Beware especially lest you’re irritable then,

or are always loosening your failed hairstyle again.

Leave your maid alone: I hate those who scratch her face

with their nails, or prick the arm they’ve snatched at with a pin.

She’ll curse her mistress’s head at every touch,

as she weeps, bleeding, on the hateful tresses.

If you’re hair’s appalling, set a guard at your threshold,

or always have it done at Bona Dea’s fertile temple.

I was once suddenly announced arriving at some girl’s:

in her confusion she put her hair on wrong way round.

May such cause of cruel shame come to my enemies,

and that disgrace be reserved for Parthian girls.

Hornless cows are ugly, fields are ugly without grass, and bushes without leaves, and a head without its hair.”

Kline, A. S. (2001). Translation of Ovid’s Ars Amatoria: The Art of Love.

How Taste and Elegance in Hair and Dress Are Important for the Art of Love

Ovid (43 BCE–17 CE) was a well-known Roman Empire poet. Many love scholars are familiar with his “Ars Amatoria” (The Art of Love), a trilogy of poetry books. “The Art of Love” has been popular among educated and aristocratic people for centuries.

In these books, Ovid instructs Roman men and women on what love is. He teaches men how to find and keep women. He also teaches women how to win and keep a man’s love.

The Romans of antiquity lived in a different time and society than do contemporary people. However, I think modern educated men and women can still appreciate the guidance of love found in Ovid’s poetry collections. For those who are interested in learning about the cultural wisdom of love in ancient Roman culture, I have posted excerpts from these books on this website.

Men and women of nowadays can find useful tips in the “Ars Amatoria” poetry on how to find and keep a partner in a relationship. Ovid’s first two poetry collections offer advice on how to approach, court, and seduce women. The third book’s poetic advice is primarily addressed to women in order to impart the art of love.

My Previous Blog Posts on The Roman Art of Love

In previous blog posts, I presented poetic excerpts of Ovid’s advice to men. Those lovely verses are talking about, for example, “What Is His Task“, “How to Find Her“, “Search for Love While Walking“, “Search for Love while at the Theatre“, “Search for Love at the Races or Circus“, “Triumphs that Are Good to Attract a Woman“, “Search for Love around the Dinner-Table and on the Beach“, “How to Win Her“, “How to Know the Maid“, “How to Be Attentive to Her“, “How to Make Promises of Love to Her“, “How to Woo and Seduce a Woman”, “How to Captivate a Woman at Dinner”, “How to Make Promises and Deceive”, andHow Tears, Kisses, Taking the Lead Can Help in Love Affairs”.

Here are some poetic quotes from Ovid’s “Ars Amatoria,” Book III, addressed to girls and women. Ovid teaches them about love and tells them how taste and elegance in hair and dress are important for the art of love.

= DATA PROVIDED =

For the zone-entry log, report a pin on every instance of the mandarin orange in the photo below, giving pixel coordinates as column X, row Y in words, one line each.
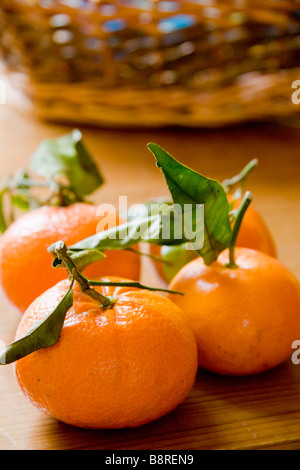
column 25, row 264
column 114, row 368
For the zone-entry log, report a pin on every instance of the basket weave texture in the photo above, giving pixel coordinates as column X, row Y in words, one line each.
column 154, row 62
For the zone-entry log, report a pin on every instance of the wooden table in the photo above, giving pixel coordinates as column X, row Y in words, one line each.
column 259, row 412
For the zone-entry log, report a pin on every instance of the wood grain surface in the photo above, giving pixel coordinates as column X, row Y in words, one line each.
column 258, row 412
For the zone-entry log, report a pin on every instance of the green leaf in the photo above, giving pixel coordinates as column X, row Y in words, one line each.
column 152, row 229
column 21, row 201
column 43, row 334
column 236, row 184
column 81, row 259
column 189, row 187
column 67, row 156
column 3, row 223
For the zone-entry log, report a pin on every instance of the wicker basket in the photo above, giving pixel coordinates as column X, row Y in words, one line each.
column 154, row 62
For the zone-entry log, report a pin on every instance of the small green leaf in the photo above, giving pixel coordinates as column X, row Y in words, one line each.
column 3, row 223
column 67, row 156
column 43, row 334
column 189, row 187
column 81, row 259
column 153, row 229
column 236, row 184
column 21, row 201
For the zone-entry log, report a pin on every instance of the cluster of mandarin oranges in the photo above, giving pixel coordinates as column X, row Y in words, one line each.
column 132, row 363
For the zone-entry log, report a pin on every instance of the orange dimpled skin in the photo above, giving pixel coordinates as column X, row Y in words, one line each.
column 245, row 319
column 25, row 265
column 116, row 368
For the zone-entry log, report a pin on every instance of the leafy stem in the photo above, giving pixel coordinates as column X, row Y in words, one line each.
column 61, row 252
column 237, row 224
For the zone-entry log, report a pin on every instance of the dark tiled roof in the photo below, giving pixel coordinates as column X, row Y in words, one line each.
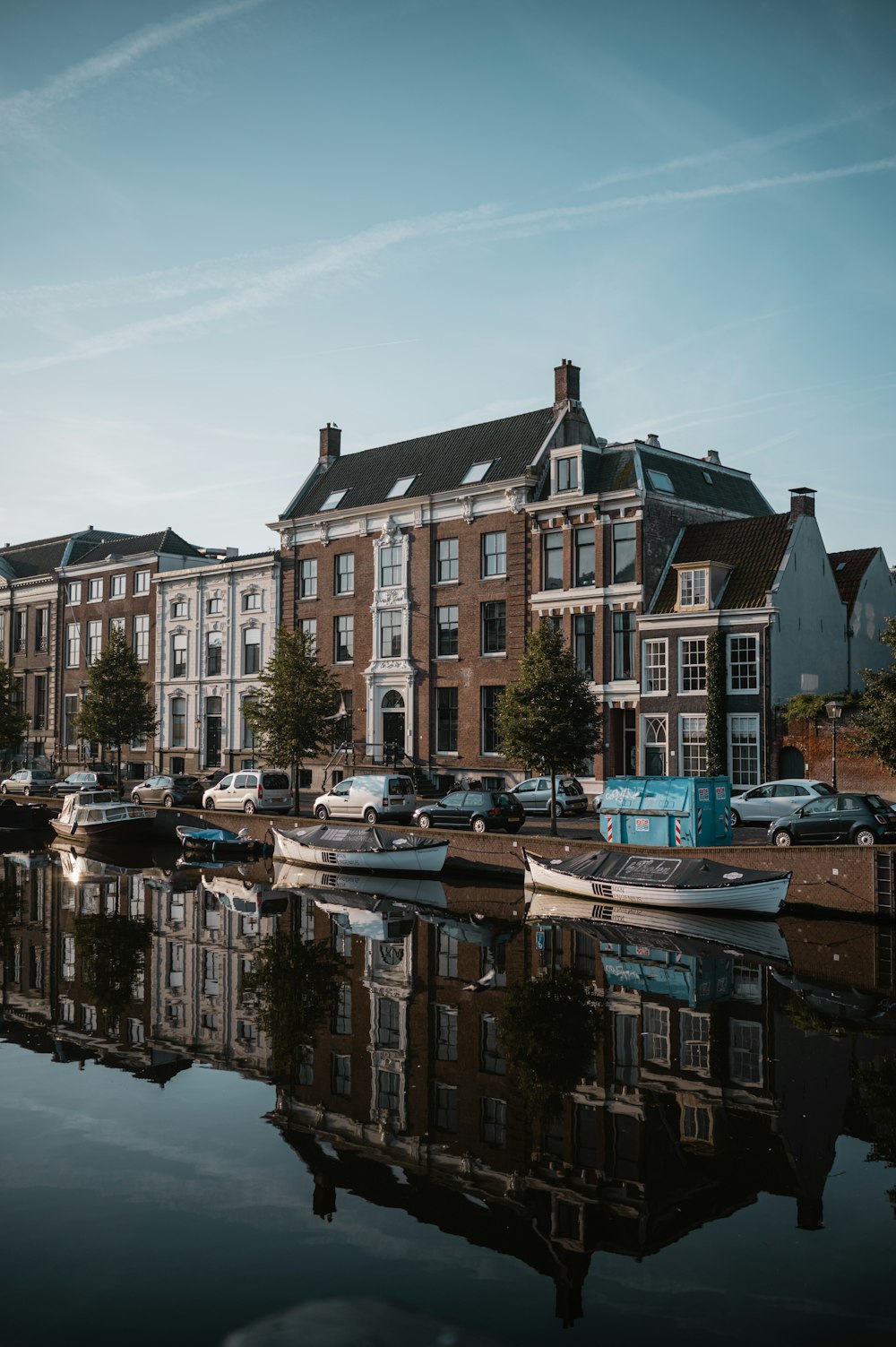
column 439, row 462
column 849, row 569
column 752, row 547
column 166, row 541
column 728, row 489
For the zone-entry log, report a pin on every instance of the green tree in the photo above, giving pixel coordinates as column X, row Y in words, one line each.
column 548, row 720
column 291, row 712
column 547, row 1030
column 112, row 954
column 13, row 721
column 877, row 715
column 117, row 706
column 293, row 988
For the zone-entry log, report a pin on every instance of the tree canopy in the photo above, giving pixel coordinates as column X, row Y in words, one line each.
column 117, row 706
column 290, row 712
column 877, row 715
column 13, row 721
column 548, row 720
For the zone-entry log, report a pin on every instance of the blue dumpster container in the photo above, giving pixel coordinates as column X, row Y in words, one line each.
column 668, row 810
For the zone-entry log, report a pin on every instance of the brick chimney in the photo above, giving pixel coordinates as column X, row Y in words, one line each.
column 566, row 383
column 331, row 436
column 802, row 501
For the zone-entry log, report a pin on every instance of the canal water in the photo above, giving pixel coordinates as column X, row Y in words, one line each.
column 232, row 1092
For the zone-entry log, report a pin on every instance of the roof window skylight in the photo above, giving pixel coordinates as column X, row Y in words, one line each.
column 476, row 471
column 660, row 481
column 401, row 487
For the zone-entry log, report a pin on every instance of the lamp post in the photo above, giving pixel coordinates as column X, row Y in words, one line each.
column 834, row 712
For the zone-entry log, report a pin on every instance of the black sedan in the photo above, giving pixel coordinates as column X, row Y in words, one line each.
column 863, row 819
column 168, row 790
column 483, row 811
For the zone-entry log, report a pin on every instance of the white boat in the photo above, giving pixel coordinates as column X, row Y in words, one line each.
column 101, row 816
column 660, row 881
column 331, row 846
column 733, row 935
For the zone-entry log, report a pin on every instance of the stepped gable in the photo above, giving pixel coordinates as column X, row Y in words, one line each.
column 849, row 570
column 752, row 547
column 438, row 462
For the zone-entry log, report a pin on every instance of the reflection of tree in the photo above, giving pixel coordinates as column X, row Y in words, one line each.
column 112, row 954
column 293, row 986
column 547, row 1030
column 874, row 1086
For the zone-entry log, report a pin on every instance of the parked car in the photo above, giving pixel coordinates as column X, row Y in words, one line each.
column 772, row 799
column 262, row 789
column 29, row 781
column 863, row 819
column 168, row 790
column 85, row 781
column 535, row 795
column 484, row 811
column 369, row 798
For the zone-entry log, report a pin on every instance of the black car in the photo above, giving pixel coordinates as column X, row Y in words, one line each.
column 168, row 790
column 863, row 819
column 478, row 810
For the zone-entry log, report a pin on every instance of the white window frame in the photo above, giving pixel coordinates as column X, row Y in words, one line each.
column 649, row 666
column 743, row 664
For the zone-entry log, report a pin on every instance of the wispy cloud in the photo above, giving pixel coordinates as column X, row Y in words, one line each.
column 746, row 146
column 21, row 110
column 251, row 289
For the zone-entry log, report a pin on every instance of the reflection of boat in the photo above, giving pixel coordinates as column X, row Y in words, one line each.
column 101, row 816
column 339, row 848
column 19, row 818
column 665, row 881
column 216, row 842
column 732, row 935
column 406, row 888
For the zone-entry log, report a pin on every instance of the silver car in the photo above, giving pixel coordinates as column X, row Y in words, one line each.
column 773, row 799
column 535, row 795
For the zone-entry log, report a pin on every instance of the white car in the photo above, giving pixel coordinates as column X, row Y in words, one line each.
column 773, row 799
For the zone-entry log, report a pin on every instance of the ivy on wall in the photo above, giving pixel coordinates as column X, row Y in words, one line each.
column 716, row 730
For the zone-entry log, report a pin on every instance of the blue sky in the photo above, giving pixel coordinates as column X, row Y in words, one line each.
column 228, row 224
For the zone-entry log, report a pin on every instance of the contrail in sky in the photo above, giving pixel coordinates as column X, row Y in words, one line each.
column 748, row 146
column 21, row 109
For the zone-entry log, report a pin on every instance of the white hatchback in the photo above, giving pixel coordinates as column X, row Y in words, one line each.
column 246, row 792
column 773, row 799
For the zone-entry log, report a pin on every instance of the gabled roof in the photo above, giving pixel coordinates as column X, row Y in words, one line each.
column 752, row 547
column 849, row 570
column 436, row 462
column 168, row 543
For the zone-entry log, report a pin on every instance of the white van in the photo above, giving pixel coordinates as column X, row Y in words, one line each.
column 369, row 798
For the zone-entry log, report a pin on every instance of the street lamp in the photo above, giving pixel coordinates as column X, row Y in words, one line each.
column 834, row 712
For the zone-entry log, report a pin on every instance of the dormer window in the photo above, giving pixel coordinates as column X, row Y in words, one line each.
column 476, row 471
column 566, row 471
column 401, row 487
column 660, row 481
column 693, row 589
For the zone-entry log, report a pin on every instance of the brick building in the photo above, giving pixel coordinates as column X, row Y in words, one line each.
column 420, row 566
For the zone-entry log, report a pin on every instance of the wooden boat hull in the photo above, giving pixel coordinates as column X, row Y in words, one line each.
column 325, row 851
column 764, row 896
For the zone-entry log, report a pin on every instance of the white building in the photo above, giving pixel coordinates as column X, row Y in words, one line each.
column 216, row 626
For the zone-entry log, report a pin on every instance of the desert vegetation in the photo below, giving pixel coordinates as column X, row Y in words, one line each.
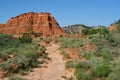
column 19, row 55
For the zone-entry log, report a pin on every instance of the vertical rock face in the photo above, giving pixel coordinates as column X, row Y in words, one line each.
column 43, row 23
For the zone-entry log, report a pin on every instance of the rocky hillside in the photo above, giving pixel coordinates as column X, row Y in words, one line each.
column 43, row 23
column 74, row 29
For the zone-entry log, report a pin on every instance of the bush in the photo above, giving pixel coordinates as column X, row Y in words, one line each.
column 65, row 55
column 84, row 76
column 82, row 65
column 70, row 64
column 101, row 70
column 114, row 76
column 26, row 38
column 16, row 78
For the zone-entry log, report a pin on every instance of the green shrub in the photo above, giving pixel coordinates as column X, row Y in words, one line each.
column 82, row 65
column 114, row 76
column 26, row 38
column 16, row 78
column 65, row 55
column 70, row 64
column 84, row 76
column 101, row 70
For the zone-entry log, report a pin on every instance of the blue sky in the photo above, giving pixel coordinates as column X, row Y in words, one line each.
column 66, row 12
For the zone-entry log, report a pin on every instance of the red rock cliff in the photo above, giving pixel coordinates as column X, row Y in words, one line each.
column 42, row 22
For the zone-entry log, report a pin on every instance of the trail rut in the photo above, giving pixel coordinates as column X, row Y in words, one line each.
column 55, row 68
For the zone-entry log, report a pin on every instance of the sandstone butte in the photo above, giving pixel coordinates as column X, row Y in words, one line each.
column 43, row 23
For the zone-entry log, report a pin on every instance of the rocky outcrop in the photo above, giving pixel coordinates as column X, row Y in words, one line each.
column 43, row 23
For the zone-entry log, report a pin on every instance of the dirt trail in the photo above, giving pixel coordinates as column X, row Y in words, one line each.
column 54, row 69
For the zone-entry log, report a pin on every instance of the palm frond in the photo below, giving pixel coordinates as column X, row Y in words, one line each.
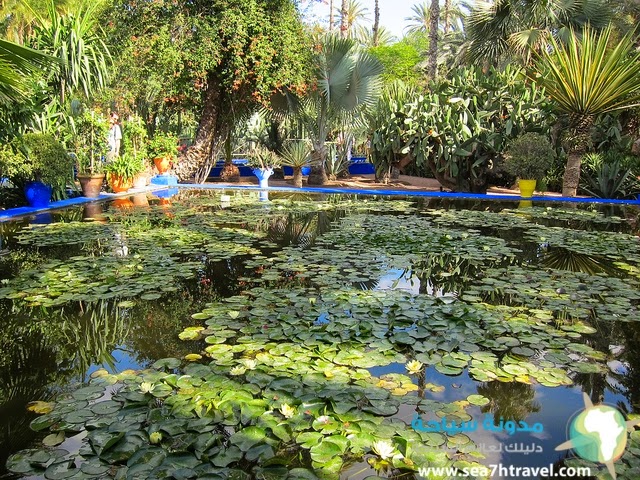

= EXERCISE TASKS =
- A) According to the passage about Ovid, to whom is the poetic advice in the third book of the "Ars Amatoria" primarily addressed?
- B) Repeat word for word the stretch of the Ovid passage that starts with the words containing "She’ll curse her" and ends with "wrong way round.".

= WORKED SOLUTIONS =
- A) It is primarily addressed to women.

- B)
She’ll curse her mistress’s head at every touch,

as she weeps, bleeding, on the hateful tresses.

If you’re hair’s appalling, set a guard at your threshold,

or always have it done at Bona Dea’s fertile temple.

I was once suddenly announced arriving at some girl’s:

in her confusion she put her hair on wrong way round.